Task to carry out:
Any image in the records is to be skipped; everything else should be reproduced exactly.

Task inputs:
- Opening Delimiter -

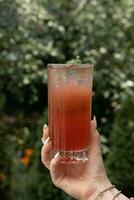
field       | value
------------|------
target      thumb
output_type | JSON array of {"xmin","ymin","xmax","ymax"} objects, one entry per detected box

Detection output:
[{"xmin": 89, "ymin": 116, "xmax": 101, "ymax": 157}]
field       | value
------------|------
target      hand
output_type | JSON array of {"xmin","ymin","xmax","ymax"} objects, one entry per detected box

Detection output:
[{"xmin": 41, "ymin": 118, "xmax": 112, "ymax": 200}]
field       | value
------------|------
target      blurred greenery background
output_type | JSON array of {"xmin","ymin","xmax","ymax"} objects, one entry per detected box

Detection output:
[{"xmin": 0, "ymin": 0, "xmax": 134, "ymax": 199}]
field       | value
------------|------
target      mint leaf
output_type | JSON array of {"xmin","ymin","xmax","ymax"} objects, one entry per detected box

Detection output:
[
  {"xmin": 67, "ymin": 56, "xmax": 82, "ymax": 64},
  {"xmin": 75, "ymin": 56, "xmax": 81, "ymax": 64}
]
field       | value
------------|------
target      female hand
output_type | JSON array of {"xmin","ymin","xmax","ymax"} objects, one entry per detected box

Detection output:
[{"xmin": 41, "ymin": 118, "xmax": 112, "ymax": 200}]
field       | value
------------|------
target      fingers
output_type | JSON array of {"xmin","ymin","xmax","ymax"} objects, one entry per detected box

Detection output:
[
  {"xmin": 50, "ymin": 153, "xmax": 65, "ymax": 187},
  {"xmin": 50, "ymin": 153, "xmax": 60, "ymax": 182},
  {"xmin": 41, "ymin": 137, "xmax": 51, "ymax": 169},
  {"xmin": 42, "ymin": 124, "xmax": 49, "ymax": 141},
  {"xmin": 41, "ymin": 124, "xmax": 51, "ymax": 169},
  {"xmin": 41, "ymin": 124, "xmax": 65, "ymax": 187}
]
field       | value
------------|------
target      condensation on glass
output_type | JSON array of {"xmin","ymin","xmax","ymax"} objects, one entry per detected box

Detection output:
[{"xmin": 47, "ymin": 64, "xmax": 93, "ymax": 163}]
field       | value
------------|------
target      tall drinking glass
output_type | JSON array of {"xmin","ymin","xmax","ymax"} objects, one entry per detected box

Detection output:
[{"xmin": 47, "ymin": 64, "xmax": 93, "ymax": 162}]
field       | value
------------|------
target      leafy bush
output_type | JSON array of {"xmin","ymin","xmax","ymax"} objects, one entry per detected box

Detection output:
[
  {"xmin": 106, "ymin": 89, "xmax": 134, "ymax": 197},
  {"xmin": 10, "ymin": 110, "xmax": 72, "ymax": 200}
]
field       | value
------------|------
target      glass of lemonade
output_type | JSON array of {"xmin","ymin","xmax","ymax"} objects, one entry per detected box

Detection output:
[{"xmin": 47, "ymin": 64, "xmax": 93, "ymax": 163}]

- Closing Delimiter -

Problem solution:
field       | value
------------|------
target      thumb
output_type | JSON array of {"xmin","ymin","xmax","ymax"} objects, one entry per detected box

Detection output:
[{"xmin": 89, "ymin": 116, "xmax": 101, "ymax": 157}]
field       | value
------------|------
target      hand
output_type | JSON array of {"xmin","ymin","xmax","ymax"} objects, one entry per detected box

Detection output:
[{"xmin": 41, "ymin": 118, "xmax": 112, "ymax": 200}]
field       | value
------------|------
target      blurred greenery background
output_type | JSON array of {"xmin","ymin","xmax","ymax"} objects, one entry per detected box

Detection output:
[{"xmin": 0, "ymin": 0, "xmax": 134, "ymax": 199}]
field       | value
------------|------
target      mint leaf
output_type | JSON array of {"xmin","ymin","xmax","ymax"} objects, one entry per detected box

Detection output:
[
  {"xmin": 67, "ymin": 56, "xmax": 82, "ymax": 64},
  {"xmin": 75, "ymin": 56, "xmax": 81, "ymax": 64}
]
field       | value
------------|------
target      female hand
output_type | JSON array of {"xmin","ymin","xmax","ymax"} objects, one entry per detected box

Detection output:
[{"xmin": 41, "ymin": 118, "xmax": 112, "ymax": 200}]
field       | value
------------|------
target      fingers
output_type | JSON array of {"xmin","ymin","xmax","ymax"} objects, one entry per detected box

Detection output:
[
  {"xmin": 50, "ymin": 153, "xmax": 65, "ymax": 187},
  {"xmin": 50, "ymin": 153, "xmax": 60, "ymax": 182},
  {"xmin": 41, "ymin": 137, "xmax": 51, "ymax": 169},
  {"xmin": 42, "ymin": 124, "xmax": 49, "ymax": 141},
  {"xmin": 41, "ymin": 124, "xmax": 51, "ymax": 169},
  {"xmin": 41, "ymin": 124, "xmax": 65, "ymax": 187}
]
field       | value
------------|------
target      condensation on glass
output_type | JSON array of {"xmin","ymin","xmax","ymax"} objects, one entry per detected box

Detection output:
[{"xmin": 47, "ymin": 64, "xmax": 93, "ymax": 163}]
field       | value
------------|------
target      tall drinking glass
output_type | JSON array of {"xmin","ymin","xmax","ymax"} objects, one entry per detected box

Detection output:
[{"xmin": 47, "ymin": 64, "xmax": 93, "ymax": 162}]
field       | value
------------|------
target      leafy bush
output_type | JSON array of {"xmin","ymin","xmax","ymax"} objects, one entry per detected box

Detection output:
[
  {"xmin": 106, "ymin": 89, "xmax": 134, "ymax": 197},
  {"xmin": 10, "ymin": 110, "xmax": 72, "ymax": 200}
]
field       | value
------------|------
target      glass of lemonade
output_type | JSON array of {"xmin","ymin","xmax","ymax"} objects, one entry per detected box

Detection output:
[{"xmin": 47, "ymin": 64, "xmax": 93, "ymax": 163}]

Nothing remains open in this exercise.